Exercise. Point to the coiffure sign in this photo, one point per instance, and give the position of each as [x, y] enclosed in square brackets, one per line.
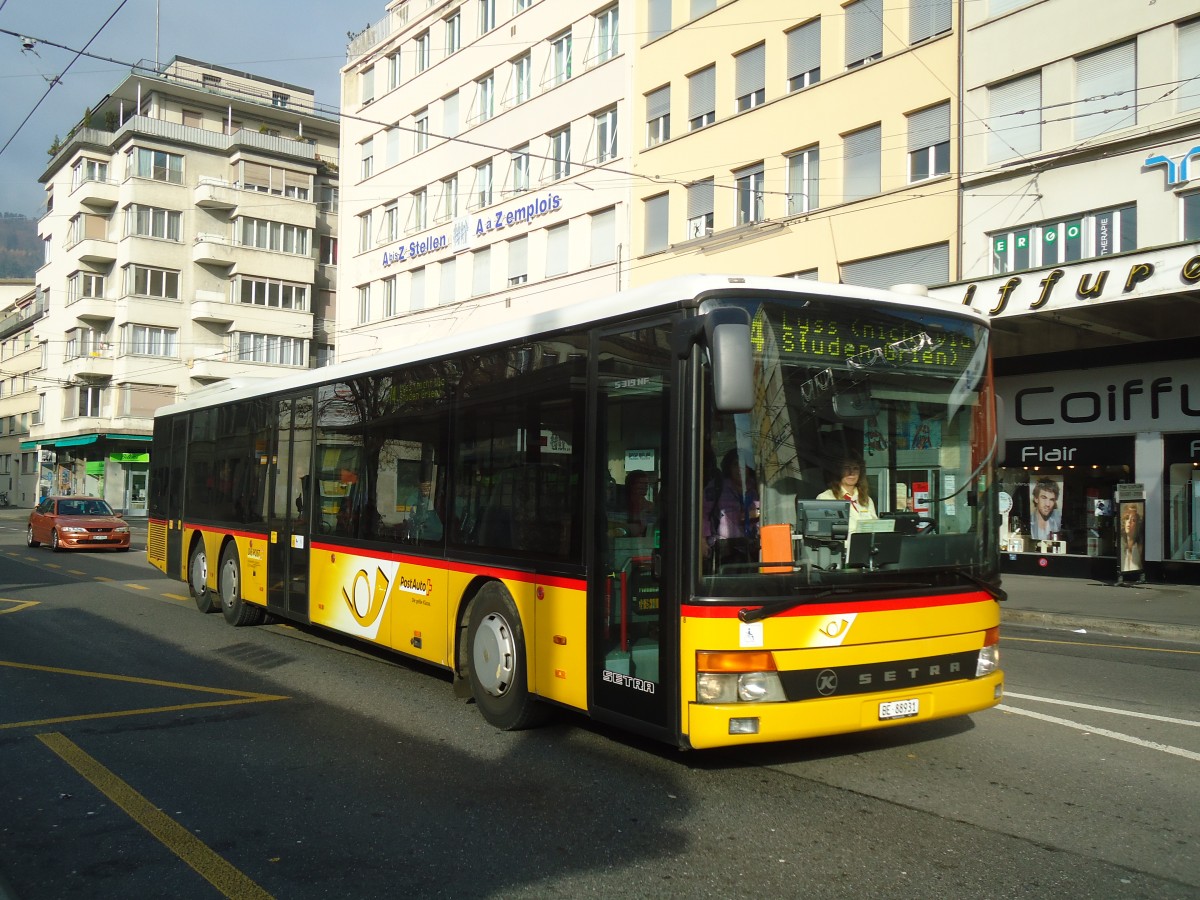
[1157, 396]
[1149, 273]
[462, 233]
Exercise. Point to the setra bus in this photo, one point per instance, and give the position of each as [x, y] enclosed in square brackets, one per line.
[538, 508]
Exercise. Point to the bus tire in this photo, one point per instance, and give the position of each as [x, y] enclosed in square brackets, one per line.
[497, 663]
[198, 580]
[237, 611]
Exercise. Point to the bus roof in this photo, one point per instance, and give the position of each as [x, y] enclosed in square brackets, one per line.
[659, 295]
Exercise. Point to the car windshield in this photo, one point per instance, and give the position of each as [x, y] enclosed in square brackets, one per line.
[84, 508]
[867, 457]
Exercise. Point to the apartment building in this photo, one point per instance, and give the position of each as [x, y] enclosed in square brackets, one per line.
[19, 311]
[814, 139]
[487, 166]
[190, 237]
[1081, 239]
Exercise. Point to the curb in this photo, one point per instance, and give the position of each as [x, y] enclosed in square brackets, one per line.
[1116, 628]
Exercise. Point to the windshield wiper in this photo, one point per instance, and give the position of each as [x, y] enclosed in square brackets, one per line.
[773, 609]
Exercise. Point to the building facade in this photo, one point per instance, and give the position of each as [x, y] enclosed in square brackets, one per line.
[1081, 239]
[190, 235]
[487, 165]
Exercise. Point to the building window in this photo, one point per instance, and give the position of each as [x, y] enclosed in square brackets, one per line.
[519, 261]
[803, 180]
[485, 97]
[1066, 240]
[929, 143]
[144, 281]
[1188, 55]
[561, 154]
[558, 250]
[1014, 118]
[421, 131]
[274, 349]
[702, 99]
[606, 34]
[700, 209]
[520, 169]
[1107, 90]
[750, 78]
[277, 237]
[749, 193]
[483, 191]
[364, 304]
[864, 33]
[804, 55]
[862, 150]
[449, 198]
[928, 18]
[606, 135]
[273, 294]
[150, 341]
[658, 223]
[658, 18]
[366, 83]
[604, 237]
[561, 59]
[157, 165]
[153, 222]
[421, 52]
[658, 117]
[390, 299]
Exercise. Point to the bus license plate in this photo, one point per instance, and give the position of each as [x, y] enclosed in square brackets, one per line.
[899, 708]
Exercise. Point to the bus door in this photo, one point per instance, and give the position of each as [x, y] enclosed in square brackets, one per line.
[634, 665]
[287, 563]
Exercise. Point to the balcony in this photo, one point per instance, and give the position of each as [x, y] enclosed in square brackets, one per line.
[215, 195]
[213, 250]
[95, 250]
[95, 366]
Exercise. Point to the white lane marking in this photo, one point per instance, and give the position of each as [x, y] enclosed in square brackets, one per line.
[1104, 709]
[1104, 733]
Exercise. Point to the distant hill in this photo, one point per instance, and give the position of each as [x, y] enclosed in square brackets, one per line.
[21, 251]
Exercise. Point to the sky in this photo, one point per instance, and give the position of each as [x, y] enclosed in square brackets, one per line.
[301, 42]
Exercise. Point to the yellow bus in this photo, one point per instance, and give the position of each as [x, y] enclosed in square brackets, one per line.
[630, 508]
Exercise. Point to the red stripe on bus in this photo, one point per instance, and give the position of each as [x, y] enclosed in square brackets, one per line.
[907, 603]
[550, 581]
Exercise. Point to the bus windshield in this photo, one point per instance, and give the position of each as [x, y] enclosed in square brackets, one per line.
[865, 459]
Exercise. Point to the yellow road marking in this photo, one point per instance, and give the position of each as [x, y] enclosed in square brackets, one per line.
[1110, 646]
[232, 882]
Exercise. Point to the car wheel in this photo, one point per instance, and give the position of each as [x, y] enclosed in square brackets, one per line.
[237, 611]
[497, 663]
[198, 580]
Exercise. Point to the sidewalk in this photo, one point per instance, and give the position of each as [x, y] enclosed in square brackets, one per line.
[1167, 611]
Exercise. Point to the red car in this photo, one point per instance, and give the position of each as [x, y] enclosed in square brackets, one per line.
[77, 522]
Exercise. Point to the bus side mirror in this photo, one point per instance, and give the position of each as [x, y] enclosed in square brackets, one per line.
[727, 335]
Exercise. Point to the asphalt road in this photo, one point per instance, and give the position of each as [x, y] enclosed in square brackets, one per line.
[148, 750]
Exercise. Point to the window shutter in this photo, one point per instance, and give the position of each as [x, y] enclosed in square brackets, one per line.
[1014, 121]
[804, 49]
[702, 93]
[927, 265]
[1105, 90]
[864, 30]
[929, 127]
[750, 71]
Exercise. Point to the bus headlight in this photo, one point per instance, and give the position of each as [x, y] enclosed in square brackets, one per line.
[737, 677]
[989, 657]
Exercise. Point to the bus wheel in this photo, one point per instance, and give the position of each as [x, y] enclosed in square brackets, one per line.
[198, 580]
[237, 611]
[498, 664]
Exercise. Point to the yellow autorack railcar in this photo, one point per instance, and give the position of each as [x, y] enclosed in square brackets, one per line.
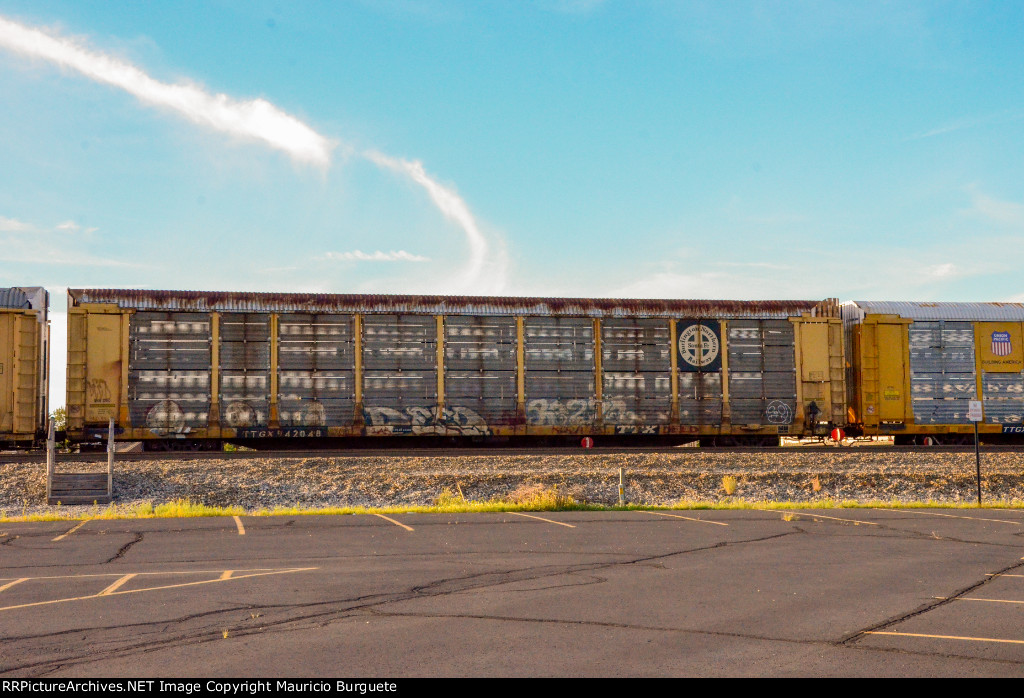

- [Work to do]: Rewrite the entries starting at the line containing "Exercise. Point to the bus headlight" and ending at the end of the entries, requests included, with every point coordinate in the answers raised by 33. Leave the pictures out.

- [The response]:
Exercise. Point to the bus headlight in this photo, one point per instance, and give the position of each as [x, y] enclosed in square brackets, one per line.
[770, 710]
[1022, 690]
Exercise. Point to the bus wheel in this photo, one point per instance, and give the position of each as [x, y] enclosed in square brackets, one per line.
[231, 613]
[270, 644]
[531, 697]
Exercise. Point to the yellow autorack railcar in this photo, one point per instance, and give the position of each as [x, y] enclosed in square brackets, one per line.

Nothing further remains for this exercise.